=== Stated exercise ===
Can you reproduce the entries, starting with the line that contains "Target: demolished structure" and going on through the end of the entries, keeping every line, requests included? Multiply each pixel coordinate in the answers by 1.1, round to whole numbers with halves going up, and give only those lines.

=== Listed records ===
□ □ □

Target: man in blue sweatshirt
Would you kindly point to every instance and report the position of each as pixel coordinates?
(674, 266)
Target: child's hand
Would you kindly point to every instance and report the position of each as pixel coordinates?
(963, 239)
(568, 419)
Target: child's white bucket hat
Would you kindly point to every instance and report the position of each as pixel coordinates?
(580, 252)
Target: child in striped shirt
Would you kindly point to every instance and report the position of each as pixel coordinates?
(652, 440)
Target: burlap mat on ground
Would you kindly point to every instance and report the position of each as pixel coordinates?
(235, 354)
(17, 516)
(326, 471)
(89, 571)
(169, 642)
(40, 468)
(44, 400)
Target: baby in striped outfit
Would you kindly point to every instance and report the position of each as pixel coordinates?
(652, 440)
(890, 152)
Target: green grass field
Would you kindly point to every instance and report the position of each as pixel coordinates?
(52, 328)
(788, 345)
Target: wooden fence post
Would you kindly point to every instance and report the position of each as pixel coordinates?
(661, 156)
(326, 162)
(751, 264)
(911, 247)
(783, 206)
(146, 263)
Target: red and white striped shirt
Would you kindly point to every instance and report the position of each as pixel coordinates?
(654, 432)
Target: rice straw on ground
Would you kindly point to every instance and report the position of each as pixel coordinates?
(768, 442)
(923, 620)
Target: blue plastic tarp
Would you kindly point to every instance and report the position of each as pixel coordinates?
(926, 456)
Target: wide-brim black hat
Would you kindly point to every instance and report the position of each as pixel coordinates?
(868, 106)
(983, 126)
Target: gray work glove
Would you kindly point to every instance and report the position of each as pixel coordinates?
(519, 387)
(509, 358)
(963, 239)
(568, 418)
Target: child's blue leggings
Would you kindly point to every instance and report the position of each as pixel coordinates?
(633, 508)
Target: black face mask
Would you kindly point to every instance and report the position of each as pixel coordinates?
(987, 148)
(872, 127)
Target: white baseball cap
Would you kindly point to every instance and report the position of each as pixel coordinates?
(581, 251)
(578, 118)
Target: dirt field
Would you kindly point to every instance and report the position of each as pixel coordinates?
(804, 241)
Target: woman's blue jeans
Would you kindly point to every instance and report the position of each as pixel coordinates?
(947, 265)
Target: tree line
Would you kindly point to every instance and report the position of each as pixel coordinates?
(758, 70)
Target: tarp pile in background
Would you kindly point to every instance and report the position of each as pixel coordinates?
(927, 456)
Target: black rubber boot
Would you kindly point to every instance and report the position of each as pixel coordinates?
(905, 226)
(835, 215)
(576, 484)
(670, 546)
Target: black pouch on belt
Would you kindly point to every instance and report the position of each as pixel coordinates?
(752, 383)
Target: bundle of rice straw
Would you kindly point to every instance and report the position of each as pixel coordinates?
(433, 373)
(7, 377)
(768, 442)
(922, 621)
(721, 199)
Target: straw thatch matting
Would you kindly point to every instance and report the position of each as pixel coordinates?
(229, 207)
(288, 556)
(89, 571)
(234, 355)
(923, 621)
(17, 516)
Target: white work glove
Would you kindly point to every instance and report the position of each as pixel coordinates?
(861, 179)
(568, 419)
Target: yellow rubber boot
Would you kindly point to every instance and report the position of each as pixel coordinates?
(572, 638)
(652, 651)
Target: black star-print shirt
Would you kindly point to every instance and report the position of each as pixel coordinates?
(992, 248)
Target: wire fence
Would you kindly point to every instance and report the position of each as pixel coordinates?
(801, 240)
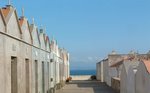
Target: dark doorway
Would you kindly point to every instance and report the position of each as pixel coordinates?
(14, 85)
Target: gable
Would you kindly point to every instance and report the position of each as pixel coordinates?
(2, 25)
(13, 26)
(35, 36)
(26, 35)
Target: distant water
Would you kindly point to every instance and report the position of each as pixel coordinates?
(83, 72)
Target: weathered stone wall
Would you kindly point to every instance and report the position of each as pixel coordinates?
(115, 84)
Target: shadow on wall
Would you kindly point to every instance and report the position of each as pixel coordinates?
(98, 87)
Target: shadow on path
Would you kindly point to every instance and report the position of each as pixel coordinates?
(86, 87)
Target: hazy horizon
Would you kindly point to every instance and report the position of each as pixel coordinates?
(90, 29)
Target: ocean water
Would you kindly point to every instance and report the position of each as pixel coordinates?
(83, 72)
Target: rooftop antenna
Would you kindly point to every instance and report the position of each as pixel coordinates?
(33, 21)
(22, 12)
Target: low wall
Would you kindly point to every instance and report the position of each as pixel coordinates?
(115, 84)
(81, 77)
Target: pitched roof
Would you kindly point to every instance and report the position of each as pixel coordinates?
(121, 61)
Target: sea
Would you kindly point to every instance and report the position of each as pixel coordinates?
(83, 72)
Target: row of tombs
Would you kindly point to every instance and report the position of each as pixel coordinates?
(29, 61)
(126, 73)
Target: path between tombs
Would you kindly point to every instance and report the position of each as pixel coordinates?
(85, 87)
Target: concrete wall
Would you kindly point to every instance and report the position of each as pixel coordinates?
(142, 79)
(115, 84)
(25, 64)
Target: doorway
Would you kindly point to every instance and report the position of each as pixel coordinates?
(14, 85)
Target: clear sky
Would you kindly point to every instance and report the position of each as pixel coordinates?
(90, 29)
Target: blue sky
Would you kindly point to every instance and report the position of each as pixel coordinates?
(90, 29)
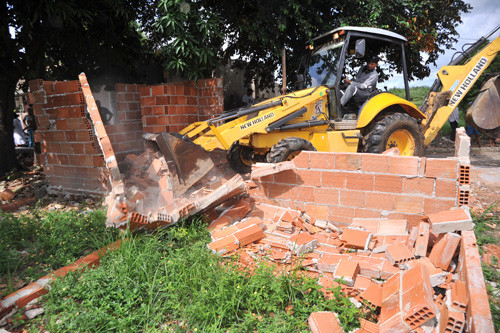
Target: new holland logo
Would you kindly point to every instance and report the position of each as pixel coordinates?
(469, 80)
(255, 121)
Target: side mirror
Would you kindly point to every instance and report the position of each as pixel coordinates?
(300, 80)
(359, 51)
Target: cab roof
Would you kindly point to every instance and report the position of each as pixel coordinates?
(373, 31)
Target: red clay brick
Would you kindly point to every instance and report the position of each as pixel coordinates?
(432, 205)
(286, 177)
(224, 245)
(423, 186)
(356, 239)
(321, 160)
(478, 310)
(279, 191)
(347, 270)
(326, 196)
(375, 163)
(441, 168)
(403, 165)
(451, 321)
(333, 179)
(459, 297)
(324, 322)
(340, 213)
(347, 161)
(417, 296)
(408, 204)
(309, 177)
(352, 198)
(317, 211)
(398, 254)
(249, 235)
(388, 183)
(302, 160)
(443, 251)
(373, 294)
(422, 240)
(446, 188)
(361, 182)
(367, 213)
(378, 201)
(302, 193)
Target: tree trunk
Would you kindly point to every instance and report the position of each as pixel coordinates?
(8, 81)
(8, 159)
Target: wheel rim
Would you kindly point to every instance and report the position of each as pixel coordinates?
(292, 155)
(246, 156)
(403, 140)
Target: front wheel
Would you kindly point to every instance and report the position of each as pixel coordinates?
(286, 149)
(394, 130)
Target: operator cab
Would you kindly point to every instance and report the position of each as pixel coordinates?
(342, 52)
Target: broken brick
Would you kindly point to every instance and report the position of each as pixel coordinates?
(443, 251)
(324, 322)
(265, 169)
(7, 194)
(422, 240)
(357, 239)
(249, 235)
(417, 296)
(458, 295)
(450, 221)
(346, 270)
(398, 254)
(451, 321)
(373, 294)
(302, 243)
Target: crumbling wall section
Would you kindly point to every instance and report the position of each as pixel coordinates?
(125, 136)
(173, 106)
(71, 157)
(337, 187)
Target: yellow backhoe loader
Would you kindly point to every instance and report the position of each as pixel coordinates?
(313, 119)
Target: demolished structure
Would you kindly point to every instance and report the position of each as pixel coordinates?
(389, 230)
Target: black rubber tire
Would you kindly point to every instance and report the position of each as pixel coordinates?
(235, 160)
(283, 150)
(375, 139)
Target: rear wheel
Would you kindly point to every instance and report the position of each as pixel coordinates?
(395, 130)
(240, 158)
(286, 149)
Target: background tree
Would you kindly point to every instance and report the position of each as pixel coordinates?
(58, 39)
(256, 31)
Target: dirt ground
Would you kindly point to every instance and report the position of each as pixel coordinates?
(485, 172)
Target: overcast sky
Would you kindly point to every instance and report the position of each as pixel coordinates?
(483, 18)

□ □ □

=== Finished task ===
Target: demolished structure
Would you kindly point to every instance and report the position of each as pixel coordinates?
(428, 253)
Target: black rubber tire
Would you kindly point to every instance and report the position of each as pixel coordinates?
(259, 176)
(311, 165)
(413, 153)
Target: rear wheel
Would you kindly point to every instance and report the position of each as pixel coordinates?
(435, 143)
(264, 174)
(315, 164)
Target: background tree
Would you kindly point to every instance and report the position of each as pixel coordinates?
(64, 43)
(282, 34)
Target: dirt ground
Would you kindly point to every instance and report the position of each as pixel coordinates?
(534, 189)
Target: overcast sky
Would you kindly point to every instance and report the position of each as pixel coordinates?
(531, 20)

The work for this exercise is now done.